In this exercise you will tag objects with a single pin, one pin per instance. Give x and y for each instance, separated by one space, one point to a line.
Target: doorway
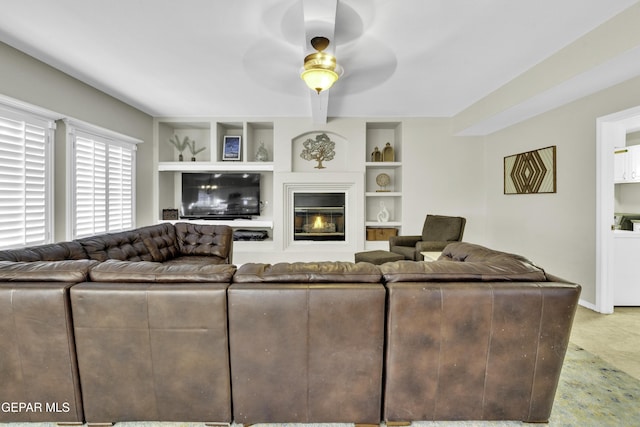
612 132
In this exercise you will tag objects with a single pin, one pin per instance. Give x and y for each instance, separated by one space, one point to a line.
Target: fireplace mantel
351 184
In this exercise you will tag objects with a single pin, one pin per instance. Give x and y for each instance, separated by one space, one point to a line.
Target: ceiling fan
327 26
320 70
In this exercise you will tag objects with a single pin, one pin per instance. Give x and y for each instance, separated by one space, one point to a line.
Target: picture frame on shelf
232 148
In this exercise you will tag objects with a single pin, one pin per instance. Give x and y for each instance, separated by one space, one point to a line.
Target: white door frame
611 132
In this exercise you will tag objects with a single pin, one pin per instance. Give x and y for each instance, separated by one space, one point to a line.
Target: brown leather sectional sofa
156 324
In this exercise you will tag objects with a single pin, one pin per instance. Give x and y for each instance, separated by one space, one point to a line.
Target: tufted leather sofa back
207 240
161 241
123 246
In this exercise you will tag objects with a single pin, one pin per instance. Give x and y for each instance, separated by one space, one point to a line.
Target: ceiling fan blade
367 63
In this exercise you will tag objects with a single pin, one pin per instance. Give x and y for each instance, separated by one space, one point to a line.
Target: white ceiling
242 58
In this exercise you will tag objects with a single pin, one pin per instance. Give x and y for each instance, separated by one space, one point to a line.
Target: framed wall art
231 148
532 172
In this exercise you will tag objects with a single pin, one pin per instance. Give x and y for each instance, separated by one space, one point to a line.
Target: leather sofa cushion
308 272
142 271
508 269
124 246
198 239
72 271
50 252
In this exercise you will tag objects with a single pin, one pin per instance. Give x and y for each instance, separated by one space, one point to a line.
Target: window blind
103 180
25 179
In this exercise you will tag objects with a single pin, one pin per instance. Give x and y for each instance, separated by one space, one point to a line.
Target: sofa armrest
71 271
404 241
431 246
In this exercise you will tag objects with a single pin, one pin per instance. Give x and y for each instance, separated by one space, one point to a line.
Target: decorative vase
387 153
262 155
376 156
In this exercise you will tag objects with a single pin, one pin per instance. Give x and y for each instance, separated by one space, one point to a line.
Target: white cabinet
209 136
627 164
626 283
620 156
383 179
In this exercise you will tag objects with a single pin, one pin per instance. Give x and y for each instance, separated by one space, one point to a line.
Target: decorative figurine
321 150
387 153
383 215
262 155
192 148
180 146
376 156
383 180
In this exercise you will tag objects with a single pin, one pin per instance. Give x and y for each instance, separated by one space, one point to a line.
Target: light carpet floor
591 393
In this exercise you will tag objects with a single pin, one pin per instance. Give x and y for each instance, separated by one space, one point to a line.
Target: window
103 181
26 175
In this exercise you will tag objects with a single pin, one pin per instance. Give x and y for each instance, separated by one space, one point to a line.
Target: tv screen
220 195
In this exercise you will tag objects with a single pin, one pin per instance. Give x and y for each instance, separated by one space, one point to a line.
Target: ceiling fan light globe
319 79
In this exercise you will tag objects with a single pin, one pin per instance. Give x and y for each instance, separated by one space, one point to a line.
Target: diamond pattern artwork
531 172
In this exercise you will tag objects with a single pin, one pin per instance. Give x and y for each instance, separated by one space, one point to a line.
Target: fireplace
319 216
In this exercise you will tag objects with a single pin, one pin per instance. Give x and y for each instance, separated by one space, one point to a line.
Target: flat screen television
220 195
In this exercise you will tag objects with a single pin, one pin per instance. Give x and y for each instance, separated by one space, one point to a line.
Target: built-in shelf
383 224
235 223
215 166
383 165
383 194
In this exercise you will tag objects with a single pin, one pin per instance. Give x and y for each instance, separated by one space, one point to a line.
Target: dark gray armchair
438 231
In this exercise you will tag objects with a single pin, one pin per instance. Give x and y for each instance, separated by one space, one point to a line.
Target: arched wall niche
339 162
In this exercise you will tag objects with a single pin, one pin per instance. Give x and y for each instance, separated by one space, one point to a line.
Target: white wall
443 175
555 230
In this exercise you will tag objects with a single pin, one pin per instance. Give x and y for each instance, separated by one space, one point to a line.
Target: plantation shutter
104 184
25 179
90 187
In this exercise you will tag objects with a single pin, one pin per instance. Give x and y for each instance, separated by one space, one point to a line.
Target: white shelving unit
378 135
210 133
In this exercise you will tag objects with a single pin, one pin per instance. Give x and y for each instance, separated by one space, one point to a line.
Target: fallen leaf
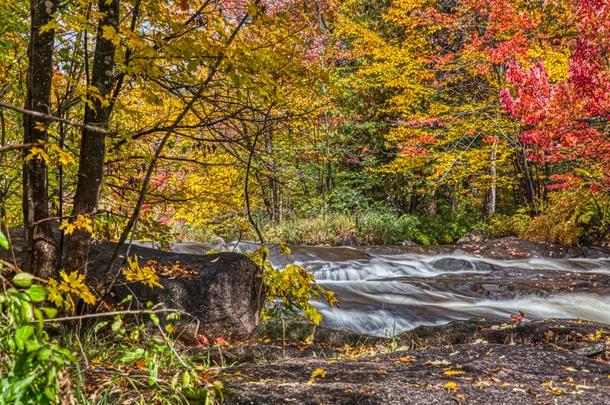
= = = = =
● PROBLEM TO WORK ON:
Return every line of the listing above that contains the word "leather", treating uppercase and lowercase letters as different.

● PROBLEM SOLUTION:
Target: brown leather sectional sofa
Target: tufted leather sofa back
Target: leather sofa cushion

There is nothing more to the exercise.